Требования:
Пожалуйста, повторите без изменений строки, начиная со строки с «point: dark suit» и до самой последней строки включительно.

Записи из набора данных
+ + + +

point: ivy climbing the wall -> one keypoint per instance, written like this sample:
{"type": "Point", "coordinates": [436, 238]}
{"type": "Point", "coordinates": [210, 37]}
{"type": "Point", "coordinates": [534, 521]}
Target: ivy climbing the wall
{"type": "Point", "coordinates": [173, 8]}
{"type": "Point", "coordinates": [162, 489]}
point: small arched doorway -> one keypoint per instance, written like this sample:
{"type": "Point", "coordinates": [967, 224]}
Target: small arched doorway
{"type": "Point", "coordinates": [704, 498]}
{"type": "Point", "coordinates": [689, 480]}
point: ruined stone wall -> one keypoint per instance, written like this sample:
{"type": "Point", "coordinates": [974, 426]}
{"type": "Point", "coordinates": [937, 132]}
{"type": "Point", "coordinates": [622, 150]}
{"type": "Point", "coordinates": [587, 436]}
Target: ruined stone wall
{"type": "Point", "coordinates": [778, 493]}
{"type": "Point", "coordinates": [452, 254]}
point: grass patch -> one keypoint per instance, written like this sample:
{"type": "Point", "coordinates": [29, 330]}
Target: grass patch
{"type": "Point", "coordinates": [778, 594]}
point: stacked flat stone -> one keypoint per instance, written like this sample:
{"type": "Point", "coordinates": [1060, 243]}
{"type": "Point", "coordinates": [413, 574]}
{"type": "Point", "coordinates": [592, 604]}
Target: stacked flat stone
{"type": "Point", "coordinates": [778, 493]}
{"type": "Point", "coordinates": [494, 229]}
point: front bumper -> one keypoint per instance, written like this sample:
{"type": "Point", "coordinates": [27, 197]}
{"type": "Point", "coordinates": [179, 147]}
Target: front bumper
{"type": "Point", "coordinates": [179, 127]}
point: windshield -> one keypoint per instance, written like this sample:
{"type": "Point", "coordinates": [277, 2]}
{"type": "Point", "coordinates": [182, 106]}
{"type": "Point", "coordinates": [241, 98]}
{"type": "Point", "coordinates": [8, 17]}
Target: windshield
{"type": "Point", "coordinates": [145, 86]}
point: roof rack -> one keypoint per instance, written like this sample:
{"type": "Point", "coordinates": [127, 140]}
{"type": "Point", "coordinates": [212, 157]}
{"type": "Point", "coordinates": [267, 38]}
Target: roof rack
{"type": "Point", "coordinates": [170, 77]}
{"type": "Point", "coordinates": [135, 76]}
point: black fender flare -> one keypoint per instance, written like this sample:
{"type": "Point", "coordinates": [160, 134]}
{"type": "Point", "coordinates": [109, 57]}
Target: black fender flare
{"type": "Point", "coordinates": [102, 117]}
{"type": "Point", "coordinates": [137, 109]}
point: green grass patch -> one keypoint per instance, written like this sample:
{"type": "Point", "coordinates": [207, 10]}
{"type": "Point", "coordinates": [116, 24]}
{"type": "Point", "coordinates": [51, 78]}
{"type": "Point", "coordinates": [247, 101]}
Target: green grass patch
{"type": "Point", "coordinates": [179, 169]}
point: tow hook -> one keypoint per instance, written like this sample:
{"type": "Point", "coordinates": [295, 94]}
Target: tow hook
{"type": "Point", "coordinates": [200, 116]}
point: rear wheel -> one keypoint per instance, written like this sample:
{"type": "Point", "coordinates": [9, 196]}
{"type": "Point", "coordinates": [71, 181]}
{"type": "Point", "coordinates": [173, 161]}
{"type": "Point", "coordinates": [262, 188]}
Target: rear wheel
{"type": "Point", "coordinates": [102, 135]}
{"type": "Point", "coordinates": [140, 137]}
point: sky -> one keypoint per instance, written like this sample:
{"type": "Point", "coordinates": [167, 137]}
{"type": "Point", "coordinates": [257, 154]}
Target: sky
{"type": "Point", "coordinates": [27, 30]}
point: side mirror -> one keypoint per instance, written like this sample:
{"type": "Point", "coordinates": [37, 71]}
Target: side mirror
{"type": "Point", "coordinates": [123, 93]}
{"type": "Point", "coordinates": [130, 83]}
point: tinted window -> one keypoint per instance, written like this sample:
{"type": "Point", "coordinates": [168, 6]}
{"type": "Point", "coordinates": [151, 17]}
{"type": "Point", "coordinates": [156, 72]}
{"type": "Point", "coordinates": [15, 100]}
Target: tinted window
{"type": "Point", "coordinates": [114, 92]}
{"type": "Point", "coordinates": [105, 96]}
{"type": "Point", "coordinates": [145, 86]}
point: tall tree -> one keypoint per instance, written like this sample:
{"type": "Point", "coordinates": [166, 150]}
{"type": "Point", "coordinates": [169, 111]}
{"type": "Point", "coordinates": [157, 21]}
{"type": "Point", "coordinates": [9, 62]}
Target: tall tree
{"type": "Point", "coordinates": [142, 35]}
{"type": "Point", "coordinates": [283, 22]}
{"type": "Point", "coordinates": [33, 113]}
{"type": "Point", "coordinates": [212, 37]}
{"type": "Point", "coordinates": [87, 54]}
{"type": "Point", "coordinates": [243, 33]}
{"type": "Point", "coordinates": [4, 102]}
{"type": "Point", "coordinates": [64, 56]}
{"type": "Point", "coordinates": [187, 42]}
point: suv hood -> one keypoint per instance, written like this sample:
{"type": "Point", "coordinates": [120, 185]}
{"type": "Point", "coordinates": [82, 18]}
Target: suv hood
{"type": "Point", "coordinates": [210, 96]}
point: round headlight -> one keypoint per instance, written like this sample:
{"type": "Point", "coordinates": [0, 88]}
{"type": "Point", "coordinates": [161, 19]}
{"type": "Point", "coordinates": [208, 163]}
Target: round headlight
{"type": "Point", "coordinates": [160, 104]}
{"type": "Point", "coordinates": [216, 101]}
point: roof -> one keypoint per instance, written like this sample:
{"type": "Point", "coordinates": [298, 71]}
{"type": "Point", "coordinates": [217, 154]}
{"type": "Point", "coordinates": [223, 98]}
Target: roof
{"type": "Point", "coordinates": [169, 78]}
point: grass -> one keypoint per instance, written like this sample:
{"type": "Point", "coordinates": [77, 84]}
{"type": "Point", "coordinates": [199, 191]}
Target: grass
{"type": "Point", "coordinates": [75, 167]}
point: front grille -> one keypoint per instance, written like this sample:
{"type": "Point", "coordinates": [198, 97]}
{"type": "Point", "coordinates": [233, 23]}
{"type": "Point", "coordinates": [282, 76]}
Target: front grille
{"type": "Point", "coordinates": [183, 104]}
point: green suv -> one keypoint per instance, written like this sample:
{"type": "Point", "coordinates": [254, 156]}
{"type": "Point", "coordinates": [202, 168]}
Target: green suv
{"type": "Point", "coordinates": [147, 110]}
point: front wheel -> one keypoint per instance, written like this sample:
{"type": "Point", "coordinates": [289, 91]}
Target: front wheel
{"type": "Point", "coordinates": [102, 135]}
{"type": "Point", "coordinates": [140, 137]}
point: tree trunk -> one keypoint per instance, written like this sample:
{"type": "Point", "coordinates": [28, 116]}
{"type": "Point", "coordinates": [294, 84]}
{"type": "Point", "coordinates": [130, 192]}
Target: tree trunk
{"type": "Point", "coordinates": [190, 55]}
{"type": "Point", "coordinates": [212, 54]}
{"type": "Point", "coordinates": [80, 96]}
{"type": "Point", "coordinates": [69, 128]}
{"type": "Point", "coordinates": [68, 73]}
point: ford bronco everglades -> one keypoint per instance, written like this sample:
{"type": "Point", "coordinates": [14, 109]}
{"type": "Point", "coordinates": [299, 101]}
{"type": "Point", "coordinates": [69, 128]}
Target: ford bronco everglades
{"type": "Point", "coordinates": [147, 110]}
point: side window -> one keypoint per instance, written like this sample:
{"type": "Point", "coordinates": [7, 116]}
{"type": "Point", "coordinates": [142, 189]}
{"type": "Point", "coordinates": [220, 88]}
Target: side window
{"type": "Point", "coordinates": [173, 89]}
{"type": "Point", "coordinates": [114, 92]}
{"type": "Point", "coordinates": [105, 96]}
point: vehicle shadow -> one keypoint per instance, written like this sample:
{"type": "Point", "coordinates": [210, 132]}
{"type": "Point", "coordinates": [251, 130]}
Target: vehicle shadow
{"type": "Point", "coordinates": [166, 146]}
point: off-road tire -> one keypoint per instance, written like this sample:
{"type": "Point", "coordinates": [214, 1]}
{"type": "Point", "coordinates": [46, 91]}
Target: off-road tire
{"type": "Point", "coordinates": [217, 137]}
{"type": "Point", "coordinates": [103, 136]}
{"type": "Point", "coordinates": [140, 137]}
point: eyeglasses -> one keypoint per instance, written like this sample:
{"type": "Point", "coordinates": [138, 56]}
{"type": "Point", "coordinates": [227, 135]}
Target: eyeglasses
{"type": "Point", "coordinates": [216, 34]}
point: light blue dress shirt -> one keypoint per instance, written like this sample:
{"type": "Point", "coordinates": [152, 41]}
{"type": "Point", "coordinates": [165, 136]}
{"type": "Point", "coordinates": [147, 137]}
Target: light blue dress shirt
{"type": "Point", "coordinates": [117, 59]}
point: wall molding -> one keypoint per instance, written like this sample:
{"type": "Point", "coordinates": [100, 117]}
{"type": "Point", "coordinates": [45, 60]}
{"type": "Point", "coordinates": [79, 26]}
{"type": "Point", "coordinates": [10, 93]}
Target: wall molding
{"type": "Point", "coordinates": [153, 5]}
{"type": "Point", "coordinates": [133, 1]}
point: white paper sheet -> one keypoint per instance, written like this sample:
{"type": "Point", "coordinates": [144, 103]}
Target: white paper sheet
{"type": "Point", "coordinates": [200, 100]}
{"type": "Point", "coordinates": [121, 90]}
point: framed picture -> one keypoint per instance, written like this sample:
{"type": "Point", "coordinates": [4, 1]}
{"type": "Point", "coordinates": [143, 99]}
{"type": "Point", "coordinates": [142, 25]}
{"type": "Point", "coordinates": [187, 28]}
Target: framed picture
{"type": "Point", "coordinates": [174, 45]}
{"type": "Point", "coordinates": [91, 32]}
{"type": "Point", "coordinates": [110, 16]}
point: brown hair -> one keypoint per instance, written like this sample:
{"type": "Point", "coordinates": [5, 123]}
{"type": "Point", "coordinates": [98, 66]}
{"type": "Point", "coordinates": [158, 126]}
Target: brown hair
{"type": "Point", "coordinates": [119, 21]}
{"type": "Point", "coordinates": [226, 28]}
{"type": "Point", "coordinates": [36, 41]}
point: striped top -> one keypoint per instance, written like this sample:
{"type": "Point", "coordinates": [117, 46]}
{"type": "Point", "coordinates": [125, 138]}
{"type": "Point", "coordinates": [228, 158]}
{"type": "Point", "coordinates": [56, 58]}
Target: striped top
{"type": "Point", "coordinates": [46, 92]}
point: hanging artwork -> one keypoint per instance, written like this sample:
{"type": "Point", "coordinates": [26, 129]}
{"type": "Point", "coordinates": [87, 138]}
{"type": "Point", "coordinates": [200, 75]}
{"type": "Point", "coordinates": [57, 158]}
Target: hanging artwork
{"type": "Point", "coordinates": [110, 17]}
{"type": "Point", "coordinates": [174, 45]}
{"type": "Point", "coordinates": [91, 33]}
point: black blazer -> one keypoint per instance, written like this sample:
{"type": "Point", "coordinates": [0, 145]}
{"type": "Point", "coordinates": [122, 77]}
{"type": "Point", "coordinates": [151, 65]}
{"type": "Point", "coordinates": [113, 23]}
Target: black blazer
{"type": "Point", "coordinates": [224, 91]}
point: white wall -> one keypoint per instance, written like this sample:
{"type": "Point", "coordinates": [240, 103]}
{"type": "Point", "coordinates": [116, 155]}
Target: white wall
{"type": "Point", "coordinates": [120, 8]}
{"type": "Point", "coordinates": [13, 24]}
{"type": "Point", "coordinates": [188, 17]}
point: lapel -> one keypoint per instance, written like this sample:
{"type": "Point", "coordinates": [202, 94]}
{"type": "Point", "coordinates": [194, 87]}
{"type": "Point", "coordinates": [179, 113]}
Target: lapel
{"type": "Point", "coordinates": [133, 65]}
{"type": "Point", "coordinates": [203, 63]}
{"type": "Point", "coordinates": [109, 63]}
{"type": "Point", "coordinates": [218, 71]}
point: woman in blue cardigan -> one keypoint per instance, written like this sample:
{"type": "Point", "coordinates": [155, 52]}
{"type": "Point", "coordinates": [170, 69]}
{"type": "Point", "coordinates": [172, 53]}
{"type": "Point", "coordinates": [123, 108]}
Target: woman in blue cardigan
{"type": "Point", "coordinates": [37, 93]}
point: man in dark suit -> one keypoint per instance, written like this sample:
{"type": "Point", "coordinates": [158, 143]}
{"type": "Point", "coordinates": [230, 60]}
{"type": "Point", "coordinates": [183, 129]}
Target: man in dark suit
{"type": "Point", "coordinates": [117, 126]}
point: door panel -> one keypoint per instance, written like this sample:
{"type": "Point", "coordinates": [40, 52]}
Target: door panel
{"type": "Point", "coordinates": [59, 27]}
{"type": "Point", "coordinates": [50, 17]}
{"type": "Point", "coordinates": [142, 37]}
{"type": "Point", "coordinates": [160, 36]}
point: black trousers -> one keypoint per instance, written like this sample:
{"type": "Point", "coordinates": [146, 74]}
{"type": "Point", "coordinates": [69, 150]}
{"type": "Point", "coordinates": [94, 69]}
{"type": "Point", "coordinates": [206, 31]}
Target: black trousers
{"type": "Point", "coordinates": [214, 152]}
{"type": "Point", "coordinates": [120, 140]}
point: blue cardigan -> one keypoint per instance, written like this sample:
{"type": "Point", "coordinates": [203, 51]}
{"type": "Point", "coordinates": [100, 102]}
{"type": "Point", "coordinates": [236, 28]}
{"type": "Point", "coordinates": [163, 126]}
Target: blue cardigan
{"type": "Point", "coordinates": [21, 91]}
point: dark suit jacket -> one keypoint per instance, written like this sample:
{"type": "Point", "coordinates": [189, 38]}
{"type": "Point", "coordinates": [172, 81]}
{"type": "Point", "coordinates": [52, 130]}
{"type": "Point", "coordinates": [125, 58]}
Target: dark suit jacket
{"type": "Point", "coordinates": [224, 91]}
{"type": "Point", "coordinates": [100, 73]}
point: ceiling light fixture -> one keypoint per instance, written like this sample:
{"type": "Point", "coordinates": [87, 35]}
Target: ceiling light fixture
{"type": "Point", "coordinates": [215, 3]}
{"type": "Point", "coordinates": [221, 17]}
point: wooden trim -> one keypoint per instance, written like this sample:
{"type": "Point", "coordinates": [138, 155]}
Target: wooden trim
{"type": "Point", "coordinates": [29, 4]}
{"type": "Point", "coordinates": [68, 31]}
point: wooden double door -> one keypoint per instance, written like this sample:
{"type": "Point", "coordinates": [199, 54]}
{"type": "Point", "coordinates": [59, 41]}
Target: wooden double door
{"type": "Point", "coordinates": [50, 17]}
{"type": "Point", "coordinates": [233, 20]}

+ + + +

Решение задачи:
point: dark suit jacket -> one keypoint per instance, written like this sample:
{"type": "Point", "coordinates": [189, 38]}
{"type": "Point", "coordinates": [172, 81]}
{"type": "Point", "coordinates": [52, 130]}
{"type": "Point", "coordinates": [125, 58]}
Target: dark suit jacket
{"type": "Point", "coordinates": [224, 91]}
{"type": "Point", "coordinates": [100, 73]}
point: ceiling light fixture -> one keypoint per instance, written like this sample:
{"type": "Point", "coordinates": [87, 35]}
Target: ceiling light fixture
{"type": "Point", "coordinates": [215, 3]}
{"type": "Point", "coordinates": [221, 17]}
point: wooden trim -> one keypoint per instance, written like this sample:
{"type": "Point", "coordinates": [138, 155]}
Target: wooden trim
{"type": "Point", "coordinates": [29, 4]}
{"type": "Point", "coordinates": [68, 31]}
point: wooden double door -> one keypoint per instance, written like this sample:
{"type": "Point", "coordinates": [199, 54]}
{"type": "Point", "coordinates": [59, 41]}
Target: wooden double door
{"type": "Point", "coordinates": [50, 17]}
{"type": "Point", "coordinates": [233, 20]}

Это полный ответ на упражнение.